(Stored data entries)
______________________________

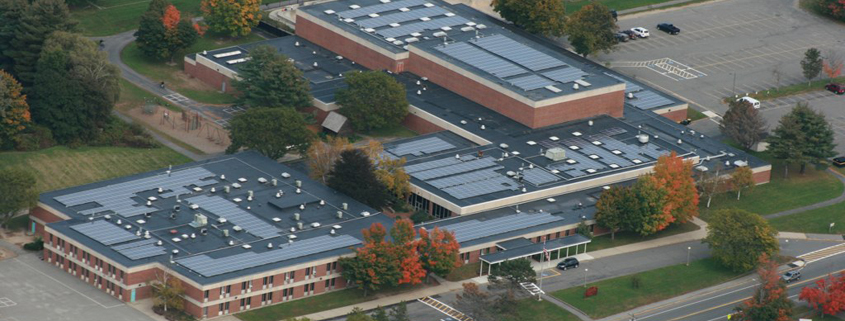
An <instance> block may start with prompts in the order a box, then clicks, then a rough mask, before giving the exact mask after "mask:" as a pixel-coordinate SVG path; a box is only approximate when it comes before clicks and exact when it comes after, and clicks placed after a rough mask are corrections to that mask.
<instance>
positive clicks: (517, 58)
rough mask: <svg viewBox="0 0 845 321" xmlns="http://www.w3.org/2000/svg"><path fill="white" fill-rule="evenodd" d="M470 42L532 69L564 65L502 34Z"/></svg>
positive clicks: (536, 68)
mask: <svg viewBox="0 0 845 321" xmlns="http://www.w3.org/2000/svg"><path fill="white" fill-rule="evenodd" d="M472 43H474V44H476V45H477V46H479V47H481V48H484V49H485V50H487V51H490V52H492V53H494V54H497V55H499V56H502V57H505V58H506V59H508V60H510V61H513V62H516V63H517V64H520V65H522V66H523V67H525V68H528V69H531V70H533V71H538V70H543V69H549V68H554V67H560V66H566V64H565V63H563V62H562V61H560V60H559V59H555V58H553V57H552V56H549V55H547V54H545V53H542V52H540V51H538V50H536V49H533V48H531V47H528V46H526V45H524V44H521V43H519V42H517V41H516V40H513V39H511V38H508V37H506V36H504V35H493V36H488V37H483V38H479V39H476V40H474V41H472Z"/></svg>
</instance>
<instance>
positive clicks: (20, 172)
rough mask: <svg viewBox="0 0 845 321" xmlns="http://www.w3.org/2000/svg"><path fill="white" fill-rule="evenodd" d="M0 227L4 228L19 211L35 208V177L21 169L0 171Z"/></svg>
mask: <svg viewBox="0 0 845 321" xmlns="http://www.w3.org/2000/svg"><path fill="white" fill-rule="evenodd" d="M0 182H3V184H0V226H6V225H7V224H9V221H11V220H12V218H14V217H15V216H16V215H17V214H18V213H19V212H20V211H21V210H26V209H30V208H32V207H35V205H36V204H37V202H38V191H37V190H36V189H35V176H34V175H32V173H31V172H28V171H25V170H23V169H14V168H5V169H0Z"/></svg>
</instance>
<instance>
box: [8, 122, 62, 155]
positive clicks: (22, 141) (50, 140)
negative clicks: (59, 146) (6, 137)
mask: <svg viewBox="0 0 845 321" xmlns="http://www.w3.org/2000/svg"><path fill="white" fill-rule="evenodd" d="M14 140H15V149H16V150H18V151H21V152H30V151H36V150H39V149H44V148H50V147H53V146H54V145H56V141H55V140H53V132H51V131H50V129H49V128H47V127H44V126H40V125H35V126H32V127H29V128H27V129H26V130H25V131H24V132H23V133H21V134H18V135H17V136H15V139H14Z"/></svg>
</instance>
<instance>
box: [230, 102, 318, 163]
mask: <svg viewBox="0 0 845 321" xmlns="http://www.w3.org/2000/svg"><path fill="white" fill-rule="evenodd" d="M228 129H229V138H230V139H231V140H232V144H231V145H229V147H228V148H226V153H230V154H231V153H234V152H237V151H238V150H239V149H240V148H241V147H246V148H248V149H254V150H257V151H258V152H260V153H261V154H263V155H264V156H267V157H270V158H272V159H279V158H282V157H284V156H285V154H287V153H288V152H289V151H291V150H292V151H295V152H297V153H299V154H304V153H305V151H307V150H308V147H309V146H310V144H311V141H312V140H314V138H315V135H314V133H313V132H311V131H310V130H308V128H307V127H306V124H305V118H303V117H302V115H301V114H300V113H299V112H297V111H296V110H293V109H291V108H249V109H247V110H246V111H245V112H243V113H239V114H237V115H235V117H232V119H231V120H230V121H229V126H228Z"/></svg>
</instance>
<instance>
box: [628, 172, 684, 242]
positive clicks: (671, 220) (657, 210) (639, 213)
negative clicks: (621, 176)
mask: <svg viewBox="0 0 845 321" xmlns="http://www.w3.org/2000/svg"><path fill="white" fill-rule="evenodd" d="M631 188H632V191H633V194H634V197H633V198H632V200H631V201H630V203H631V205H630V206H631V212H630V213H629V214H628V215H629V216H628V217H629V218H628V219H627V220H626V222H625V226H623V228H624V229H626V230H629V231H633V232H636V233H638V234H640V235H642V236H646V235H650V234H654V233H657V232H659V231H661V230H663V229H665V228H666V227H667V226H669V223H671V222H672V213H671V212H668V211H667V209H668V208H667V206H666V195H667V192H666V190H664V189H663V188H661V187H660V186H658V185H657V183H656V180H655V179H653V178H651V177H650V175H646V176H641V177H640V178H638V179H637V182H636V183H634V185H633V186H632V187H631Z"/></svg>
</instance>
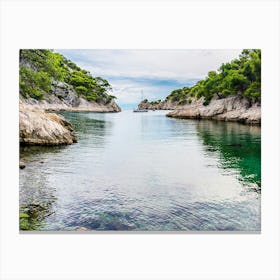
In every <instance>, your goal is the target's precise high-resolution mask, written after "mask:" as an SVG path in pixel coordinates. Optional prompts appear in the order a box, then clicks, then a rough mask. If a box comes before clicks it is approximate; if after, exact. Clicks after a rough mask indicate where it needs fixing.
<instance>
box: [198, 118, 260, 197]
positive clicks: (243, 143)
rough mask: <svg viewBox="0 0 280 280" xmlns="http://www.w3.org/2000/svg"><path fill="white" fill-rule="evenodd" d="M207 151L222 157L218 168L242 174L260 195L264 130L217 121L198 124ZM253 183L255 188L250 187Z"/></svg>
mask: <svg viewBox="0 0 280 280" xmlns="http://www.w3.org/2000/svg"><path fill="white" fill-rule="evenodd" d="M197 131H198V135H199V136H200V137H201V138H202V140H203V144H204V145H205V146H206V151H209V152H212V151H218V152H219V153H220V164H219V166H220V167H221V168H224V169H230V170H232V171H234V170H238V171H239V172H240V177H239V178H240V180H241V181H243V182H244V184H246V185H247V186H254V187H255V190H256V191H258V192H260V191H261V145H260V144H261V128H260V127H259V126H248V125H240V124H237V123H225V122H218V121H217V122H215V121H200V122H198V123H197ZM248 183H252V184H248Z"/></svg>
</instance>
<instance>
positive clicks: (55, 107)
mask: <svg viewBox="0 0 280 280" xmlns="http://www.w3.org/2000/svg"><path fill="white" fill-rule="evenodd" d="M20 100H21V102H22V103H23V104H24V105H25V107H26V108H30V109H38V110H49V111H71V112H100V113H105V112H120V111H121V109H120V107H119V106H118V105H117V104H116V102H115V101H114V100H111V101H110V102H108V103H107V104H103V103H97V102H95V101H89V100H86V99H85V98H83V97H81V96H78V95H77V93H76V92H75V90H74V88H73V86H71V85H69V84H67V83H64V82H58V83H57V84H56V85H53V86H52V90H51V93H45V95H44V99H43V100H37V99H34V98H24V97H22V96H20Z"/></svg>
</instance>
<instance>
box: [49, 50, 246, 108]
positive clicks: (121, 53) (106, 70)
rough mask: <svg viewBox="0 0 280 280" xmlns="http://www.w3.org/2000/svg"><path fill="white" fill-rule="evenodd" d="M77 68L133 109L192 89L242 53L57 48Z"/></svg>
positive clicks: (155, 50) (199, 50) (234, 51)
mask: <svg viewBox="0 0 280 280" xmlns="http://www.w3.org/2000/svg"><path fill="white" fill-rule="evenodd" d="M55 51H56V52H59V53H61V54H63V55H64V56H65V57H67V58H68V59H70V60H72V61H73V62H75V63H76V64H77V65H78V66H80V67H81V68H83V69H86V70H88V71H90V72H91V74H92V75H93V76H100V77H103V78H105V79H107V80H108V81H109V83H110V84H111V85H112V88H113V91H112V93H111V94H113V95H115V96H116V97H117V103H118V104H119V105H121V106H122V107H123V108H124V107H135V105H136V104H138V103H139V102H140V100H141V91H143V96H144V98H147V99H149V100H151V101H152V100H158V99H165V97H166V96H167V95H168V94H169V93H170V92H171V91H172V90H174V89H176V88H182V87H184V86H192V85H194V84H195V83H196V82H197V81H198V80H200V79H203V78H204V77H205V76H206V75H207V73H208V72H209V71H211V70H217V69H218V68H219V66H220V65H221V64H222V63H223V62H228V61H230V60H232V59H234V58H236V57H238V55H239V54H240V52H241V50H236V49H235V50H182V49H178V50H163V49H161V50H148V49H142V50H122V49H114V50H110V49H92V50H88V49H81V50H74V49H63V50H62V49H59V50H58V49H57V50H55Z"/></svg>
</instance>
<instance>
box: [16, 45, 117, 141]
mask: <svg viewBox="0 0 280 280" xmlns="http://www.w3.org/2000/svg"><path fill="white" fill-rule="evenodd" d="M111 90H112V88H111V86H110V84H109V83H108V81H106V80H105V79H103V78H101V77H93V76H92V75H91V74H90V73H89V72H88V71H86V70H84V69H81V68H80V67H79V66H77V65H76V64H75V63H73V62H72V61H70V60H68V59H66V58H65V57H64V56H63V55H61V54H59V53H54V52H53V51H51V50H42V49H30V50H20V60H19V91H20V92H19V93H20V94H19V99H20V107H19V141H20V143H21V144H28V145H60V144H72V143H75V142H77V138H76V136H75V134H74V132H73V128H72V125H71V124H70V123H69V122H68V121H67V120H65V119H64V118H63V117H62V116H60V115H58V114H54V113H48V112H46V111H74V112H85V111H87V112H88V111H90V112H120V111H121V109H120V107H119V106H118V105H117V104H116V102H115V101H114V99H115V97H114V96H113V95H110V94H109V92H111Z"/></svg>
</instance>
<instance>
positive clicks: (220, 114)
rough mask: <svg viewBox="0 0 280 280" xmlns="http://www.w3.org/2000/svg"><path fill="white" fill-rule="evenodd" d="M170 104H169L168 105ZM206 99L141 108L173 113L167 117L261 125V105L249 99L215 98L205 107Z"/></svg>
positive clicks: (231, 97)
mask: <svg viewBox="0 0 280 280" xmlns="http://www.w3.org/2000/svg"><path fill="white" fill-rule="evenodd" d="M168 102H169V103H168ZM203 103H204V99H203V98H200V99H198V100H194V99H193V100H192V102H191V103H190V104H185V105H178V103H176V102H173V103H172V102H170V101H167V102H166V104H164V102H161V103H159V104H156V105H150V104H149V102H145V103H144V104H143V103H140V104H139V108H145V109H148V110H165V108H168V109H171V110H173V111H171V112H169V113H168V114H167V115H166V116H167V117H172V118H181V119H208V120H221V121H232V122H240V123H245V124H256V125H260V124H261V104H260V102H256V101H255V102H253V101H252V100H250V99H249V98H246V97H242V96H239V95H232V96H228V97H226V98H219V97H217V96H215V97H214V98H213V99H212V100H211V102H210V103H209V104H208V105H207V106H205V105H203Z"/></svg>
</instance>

______________________________

### TASK DIRECTIONS:
Look through the entries above. Copy out every line holding the word "comes".

### EXERCISE OUTPUT:
An <instance> block may start with prompts in the order a box, then clicks, then a rough mask, before giving the exact mask after "mask:" as a pixel-coordinate SVG path; a box is only approximate when it comes before clicks and exact when it comes after, and clicks placed after a rough mask are corrections to that mask.
In every <instance>, your goal is the target's precise high-resolution mask, written after "mask:" as an SVG path in pixel coordinates. Optional prompts appear in the order a box, then clicks, then a rough mask. If a box comes before clicks it is approximate; if after, exact. Clicks after a rough mask indicate where it needs fixing.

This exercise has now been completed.